Task requirements -
Can you reproduce every one of the records below word for word, changing nothing?
────────────────────
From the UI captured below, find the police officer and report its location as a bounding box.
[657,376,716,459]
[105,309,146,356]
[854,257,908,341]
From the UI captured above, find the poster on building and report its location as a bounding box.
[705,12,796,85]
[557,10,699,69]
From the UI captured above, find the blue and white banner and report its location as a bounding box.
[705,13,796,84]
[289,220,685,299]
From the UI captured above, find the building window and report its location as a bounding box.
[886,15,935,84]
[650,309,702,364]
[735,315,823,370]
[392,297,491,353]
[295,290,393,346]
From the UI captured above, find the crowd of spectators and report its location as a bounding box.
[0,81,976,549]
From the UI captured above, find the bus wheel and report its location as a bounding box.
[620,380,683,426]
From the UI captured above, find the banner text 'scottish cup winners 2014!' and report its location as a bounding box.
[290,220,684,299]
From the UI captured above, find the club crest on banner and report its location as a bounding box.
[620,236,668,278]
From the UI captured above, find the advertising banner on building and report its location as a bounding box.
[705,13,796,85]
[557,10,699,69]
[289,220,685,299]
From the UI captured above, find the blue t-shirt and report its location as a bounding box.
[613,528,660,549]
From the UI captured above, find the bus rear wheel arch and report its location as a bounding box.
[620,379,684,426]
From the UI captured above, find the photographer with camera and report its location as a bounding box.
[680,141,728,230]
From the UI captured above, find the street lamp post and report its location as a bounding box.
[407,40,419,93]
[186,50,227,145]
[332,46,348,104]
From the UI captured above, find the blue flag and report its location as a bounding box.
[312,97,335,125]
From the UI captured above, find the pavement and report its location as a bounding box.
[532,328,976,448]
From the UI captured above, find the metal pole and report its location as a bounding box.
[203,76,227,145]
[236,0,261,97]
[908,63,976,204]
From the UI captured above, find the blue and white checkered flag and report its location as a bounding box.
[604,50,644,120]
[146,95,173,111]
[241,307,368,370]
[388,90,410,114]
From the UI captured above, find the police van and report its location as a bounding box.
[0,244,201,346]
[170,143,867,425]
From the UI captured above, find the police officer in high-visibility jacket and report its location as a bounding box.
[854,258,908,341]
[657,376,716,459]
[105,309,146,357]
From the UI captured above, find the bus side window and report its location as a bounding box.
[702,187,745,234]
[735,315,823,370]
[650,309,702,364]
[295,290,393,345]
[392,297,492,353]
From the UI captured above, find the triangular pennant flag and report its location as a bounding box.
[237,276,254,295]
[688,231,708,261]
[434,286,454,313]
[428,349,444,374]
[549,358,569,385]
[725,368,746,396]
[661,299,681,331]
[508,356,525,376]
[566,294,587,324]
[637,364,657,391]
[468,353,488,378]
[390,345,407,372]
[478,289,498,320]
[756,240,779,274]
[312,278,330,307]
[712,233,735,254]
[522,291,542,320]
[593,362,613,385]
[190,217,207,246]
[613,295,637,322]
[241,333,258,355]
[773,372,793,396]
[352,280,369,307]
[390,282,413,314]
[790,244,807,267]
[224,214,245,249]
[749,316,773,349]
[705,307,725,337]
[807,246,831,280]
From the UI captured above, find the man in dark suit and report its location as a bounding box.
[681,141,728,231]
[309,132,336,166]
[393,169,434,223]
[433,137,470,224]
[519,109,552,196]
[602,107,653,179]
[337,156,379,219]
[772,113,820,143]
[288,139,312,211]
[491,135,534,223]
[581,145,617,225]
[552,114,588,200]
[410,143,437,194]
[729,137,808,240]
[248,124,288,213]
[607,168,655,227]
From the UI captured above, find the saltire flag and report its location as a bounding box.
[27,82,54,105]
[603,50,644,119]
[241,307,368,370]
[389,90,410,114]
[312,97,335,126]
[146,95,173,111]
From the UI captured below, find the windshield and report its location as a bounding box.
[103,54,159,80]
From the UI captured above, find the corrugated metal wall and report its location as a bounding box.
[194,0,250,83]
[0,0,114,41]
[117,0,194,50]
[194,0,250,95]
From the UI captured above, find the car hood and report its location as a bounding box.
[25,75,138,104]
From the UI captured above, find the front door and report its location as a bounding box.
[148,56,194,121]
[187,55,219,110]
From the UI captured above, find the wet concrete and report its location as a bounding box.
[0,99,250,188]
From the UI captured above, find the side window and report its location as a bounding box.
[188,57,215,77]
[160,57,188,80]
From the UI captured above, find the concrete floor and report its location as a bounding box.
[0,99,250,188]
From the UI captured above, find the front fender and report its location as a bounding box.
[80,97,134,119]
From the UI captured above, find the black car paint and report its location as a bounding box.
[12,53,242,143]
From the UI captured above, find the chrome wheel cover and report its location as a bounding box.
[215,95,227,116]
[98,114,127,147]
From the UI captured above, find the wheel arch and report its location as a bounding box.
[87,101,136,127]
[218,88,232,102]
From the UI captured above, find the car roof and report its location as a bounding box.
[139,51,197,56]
────────────────────
Answer to this task -
From the UI captured below, find the police officer and report its location as a bounding box.
[657,376,716,459]
[105,309,146,356]
[854,257,908,341]
From the UI captured above, find the poster on building and report its location as a bounding box.
[705,12,796,85]
[557,10,699,69]
From the UI captured above, find the blue and white banner and report its location as a bounding box.
[705,13,796,84]
[289,220,685,299]
From the UI captured above, find the building window and report its location as a bounding box.
[886,15,935,84]
[650,309,702,364]
[735,315,823,370]
[392,297,491,353]
[295,290,393,346]
From the UI captured above, find the crowd of spectators and report its location as a bounding box.
[0,81,976,549]
From the UI captured above, find the bus wheel and report its location as a bounding box.
[620,380,683,426]
From the UI captured above, find the banner text 'scottish cup winners 2014!' and report its location as a bounding box.
[290,220,684,299]
From the UI captured above, find the club crest on banner and report its location as a bounding box.
[620,236,668,278]
From the UI captured above, find the advertising banner on building and report its location as a bounding box.
[705,13,796,85]
[557,10,699,69]
[289,220,685,299]
From the UI captured above, find the blue t-shirt and report its location as a bounding box.
[613,528,660,549]
From the UI captured above, find the bus rear wheel arch and report its location as a bounding box.
[620,379,684,426]
From the UI captured above, find the photographer with camera and report its location as a bounding box.
[680,141,728,230]
From the UI captured above, find the street lamp post and report its location as a bounding box.
[407,40,419,93]
[186,50,227,145]
[332,46,348,104]
From the UI captured above, find the blue flag and report its location as a bounding box.
[312,97,335,125]
From the UI captured above, find the pavement and report its location as a bounding box.
[532,328,976,448]
From the UI captured above, find the metal pole and report its location as a bounding box.
[203,76,227,145]
[236,0,261,97]
[908,63,976,204]
From the UI captured above, find the blue and white checkered flag and report its location as a bounding box.
[604,50,644,120]
[146,95,173,111]
[241,307,368,370]
[388,90,410,114]
From the UI captured above, find the police van and report its location as a bounding box.
[0,244,201,346]
[170,143,867,425]
From the UI captured above, find the police officer in high-visibility jacket and report its location as a bounding box.
[854,258,908,341]
[657,376,716,459]
[105,309,146,357]
From the UI captured above, find the bus side window and report its location as a bounding box.
[702,187,745,234]
[735,315,823,370]
[650,309,702,364]
[295,290,393,345]
[392,297,492,353]
From the UI captured above, find the triangular pennant flag and report its location as a bounding box.
[237,276,254,295]
[688,231,708,261]
[434,286,454,313]
[428,349,444,374]
[549,358,569,385]
[725,368,746,396]
[661,299,681,331]
[508,356,525,376]
[566,294,587,324]
[637,364,657,391]
[468,353,488,378]
[390,345,407,372]
[478,289,498,320]
[756,240,779,274]
[312,278,330,307]
[712,233,735,254]
[522,291,542,320]
[593,362,613,385]
[190,217,207,246]
[613,295,637,322]
[241,333,258,355]
[773,372,793,396]
[352,280,369,307]
[390,282,413,314]
[790,244,807,267]
[224,214,245,249]
[749,316,773,349]
[705,307,725,337]
[807,246,831,280]
From the UI captured above, find the man in dark suit and report its location as a bounding box.
[681,141,728,231]
[309,132,336,166]
[393,169,434,223]
[433,137,470,224]
[519,109,552,196]
[602,107,653,179]
[337,156,379,219]
[772,113,820,143]
[288,139,312,211]
[491,135,534,223]
[581,145,617,225]
[552,114,588,200]
[410,143,437,194]
[729,137,808,240]
[248,124,288,213]
[607,168,655,227]
From the UI captured above, find the saltire flag and report its location as a bounding box.
[27,82,54,105]
[603,50,644,119]
[241,307,368,370]
[389,90,410,114]
[312,97,335,126]
[146,95,173,111]
From the UI captured below, find the windshield and report its location as a bounding box.
[103,54,159,80]
From the UI captured above, find the corrugated metal wall and report its location as a bounding box.
[194,0,250,83]
[0,0,114,41]
[117,0,194,50]
[194,0,250,95]
From the UI captured above, find the car hood and report its location as a bounding box.
[25,75,138,104]
From the UI captured above, find the front door and report its location as a bounding box.
[148,56,194,121]
[187,55,219,110]
From the UI captured above, find the wet concrete and report its location as a bounding box.
[0,99,250,188]
From the UI captured above, find the side window and report its location as a bounding box.
[188,57,215,77]
[160,57,188,80]
From the UI captured above, find the concrete floor and report its location as a bounding box.
[0,99,250,188]
From the UI captured above, find the front fender and report its location as a bounding box.
[80,97,134,119]
From the UI captured above, find the black car paint and report its location as a bounding box.
[12,53,242,143]
From the UI captured above, find the chrome wheel cover and report its location as a bounding box.
[215,95,227,116]
[98,114,127,147]
From the UI captured above, find the wheel arch and report its location as a bounding box.
[87,101,136,127]
[218,88,232,102]
From the UI captured above, find the car roof and report its location as a bounding box.
[139,51,197,56]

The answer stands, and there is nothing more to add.